### [WHAT IS REQUIRED]
Copy the full article excerpt about the Victoria police budget and the crime severity index word for word.

*** SOURCE EXTRACT

Caradonna also wanted to know whether governments investing in more social services to reduce homelessness and address mental health crises would result in a lower budget ask from VicPD. Manak was less optimistic about this prospect. 

“First off, I'd like to see that put in place…I don't really see it on the horizon. A lot of talk, not a lot of action, and not a lot of funding that is provided,” he said.

 “In an ideological world, yes. If the workload is taken away from the police in many of these areas, I'm not going to be asking for more officers. In fact, I welcome that. That's just not happening.”

Manak also addressed a question about his use of CSI as a barometer for crime rates. 

Officially, Victoria has the highest crime severity rate out of all BC municipalities. However, the province only has 11 municipal forces while the rest of BC is policed by 127 RCMP detachments. None of those RCMP-policed areas are included in the CSI ranking Manak referred to.

Further, experts have noted that CSI is not a good measure of crime severity rates because it fails to take variables like population size into account.

“For population, Vancouver is more than six times the size of Victoria. And so once again, one homicide in Vancouver would be worth a rate of 0.13. Whereas in Victoria, it would be worth around one,” Dr. Tara Hodgkinson, an assistant professor of criminology at Wilfrid Laurier University, told Capital Daily in 2021, analyzing the available data at the time. 

Victoria had zero homicides in 2019, but in 2020, there were two. Despite murder being a rare occurrence—and one that usually doesn’t affect community safety overall—the two homicides dramatically increase the city’s CSI.

******
*** DATASET ENTRIES

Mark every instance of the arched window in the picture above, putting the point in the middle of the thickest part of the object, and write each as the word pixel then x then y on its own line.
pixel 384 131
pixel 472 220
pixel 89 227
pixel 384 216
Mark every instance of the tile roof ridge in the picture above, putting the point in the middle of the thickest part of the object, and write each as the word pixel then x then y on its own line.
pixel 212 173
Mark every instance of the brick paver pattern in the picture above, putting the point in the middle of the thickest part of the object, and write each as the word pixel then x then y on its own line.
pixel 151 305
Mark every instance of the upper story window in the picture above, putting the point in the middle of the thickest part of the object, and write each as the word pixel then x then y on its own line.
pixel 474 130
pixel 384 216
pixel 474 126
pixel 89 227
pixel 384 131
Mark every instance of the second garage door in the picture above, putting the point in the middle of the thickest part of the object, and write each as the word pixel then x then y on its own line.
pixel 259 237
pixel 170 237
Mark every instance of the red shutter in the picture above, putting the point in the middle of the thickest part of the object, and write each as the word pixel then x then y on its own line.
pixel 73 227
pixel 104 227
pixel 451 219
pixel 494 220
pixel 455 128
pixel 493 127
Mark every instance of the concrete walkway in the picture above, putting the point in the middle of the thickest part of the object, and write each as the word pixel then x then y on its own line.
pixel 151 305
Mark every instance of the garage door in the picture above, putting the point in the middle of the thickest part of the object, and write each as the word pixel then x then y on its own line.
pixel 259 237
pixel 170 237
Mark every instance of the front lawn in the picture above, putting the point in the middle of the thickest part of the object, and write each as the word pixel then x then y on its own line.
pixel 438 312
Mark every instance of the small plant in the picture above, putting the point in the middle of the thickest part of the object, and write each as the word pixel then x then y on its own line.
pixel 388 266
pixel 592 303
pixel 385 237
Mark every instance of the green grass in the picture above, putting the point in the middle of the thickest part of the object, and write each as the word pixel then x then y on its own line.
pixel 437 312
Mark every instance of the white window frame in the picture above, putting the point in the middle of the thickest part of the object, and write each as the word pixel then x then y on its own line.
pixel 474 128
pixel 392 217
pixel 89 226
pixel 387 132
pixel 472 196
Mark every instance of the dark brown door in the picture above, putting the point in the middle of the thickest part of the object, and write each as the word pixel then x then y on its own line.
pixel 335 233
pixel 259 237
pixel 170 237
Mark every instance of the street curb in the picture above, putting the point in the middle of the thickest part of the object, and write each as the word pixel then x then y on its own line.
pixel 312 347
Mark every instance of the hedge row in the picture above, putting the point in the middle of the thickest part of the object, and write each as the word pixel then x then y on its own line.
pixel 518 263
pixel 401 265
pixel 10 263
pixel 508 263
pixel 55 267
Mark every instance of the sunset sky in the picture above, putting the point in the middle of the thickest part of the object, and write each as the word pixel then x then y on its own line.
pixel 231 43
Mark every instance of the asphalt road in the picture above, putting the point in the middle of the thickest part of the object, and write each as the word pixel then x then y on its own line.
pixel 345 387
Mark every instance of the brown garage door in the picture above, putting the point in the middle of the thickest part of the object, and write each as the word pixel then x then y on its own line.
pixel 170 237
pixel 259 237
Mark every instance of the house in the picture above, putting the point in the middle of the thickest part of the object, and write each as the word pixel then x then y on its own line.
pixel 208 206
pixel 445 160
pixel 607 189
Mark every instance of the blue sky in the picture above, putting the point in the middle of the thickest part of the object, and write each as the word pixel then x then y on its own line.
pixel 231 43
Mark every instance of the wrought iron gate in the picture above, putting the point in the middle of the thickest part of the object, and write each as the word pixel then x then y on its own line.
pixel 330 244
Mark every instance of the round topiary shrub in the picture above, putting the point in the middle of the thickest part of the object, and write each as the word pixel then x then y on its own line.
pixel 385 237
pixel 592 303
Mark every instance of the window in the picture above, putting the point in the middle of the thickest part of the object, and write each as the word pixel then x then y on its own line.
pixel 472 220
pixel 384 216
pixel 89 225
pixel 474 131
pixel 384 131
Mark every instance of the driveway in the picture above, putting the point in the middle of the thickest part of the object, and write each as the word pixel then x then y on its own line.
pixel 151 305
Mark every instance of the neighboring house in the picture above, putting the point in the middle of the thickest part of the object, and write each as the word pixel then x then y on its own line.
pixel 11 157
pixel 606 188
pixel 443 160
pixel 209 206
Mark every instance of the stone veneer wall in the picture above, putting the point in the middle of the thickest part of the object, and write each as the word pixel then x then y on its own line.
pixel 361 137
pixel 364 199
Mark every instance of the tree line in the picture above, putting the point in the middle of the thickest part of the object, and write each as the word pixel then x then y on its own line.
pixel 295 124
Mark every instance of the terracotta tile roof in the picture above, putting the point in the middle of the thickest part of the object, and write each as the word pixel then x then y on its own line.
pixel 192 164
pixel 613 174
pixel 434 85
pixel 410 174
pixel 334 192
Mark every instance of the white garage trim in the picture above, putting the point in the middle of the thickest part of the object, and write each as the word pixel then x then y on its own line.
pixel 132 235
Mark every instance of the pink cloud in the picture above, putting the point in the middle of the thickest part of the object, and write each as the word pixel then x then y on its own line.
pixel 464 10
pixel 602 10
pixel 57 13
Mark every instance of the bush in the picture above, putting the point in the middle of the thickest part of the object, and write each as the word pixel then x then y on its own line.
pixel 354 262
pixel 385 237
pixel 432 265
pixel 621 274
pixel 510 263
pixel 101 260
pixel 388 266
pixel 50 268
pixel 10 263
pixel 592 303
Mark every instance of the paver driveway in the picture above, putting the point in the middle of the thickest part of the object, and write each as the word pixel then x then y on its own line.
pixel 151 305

******

### [YOUR SOLUTION]
Caradonna also wanted to know whether governments investing in more social services to reduce homelessness and address mental health crises would result in a lower budget ask from VicPD. Manak was less optimistic about this prospect. 

“First off, I'd like to see that put in place…I don't really see it on the horizon. A lot of talk, not a lot of action, and not a lot of funding that is provided,” he said.

 “In an ideological world, yes. If the workload is taken away from the police in many of these areas, I'm not going to be asking for more officers. In fact, I welcome that. That's just not happening.”

Manak also addressed a question about his use of CSI as a barometer for crime rates. 

Officially, Victoria has the highest crime severity rate out of all BC municipalities. However, the province only has 11 municipal forces while the rest of BC is policed by 127 RCMP detachments. None of those RCMP-policed areas are included in the CSI ranking Manak referred to.

Further, experts have noted that CSI is not a good measure of crime severity rates because it fails to take variables like population size into account.

“For population, Vancouver is more than six times the size of Victoria. And so once again, one homicide in Vancouver would be worth a rate of 0.13. Whereas in Victoria, it would be worth around one,” Dr. Tara Hodgkinson, an assistant professor of criminology at Wilfrid Laurier University, told Capital Daily in 2021, analyzing the available data at the time. 

Victoria had zero homicides in 2019, but in 2020, there were two. Despite murder being a rare occurrence—and one that usually doesn’t affect community safety overall—the two homicides dramatically increase the city’s CSI.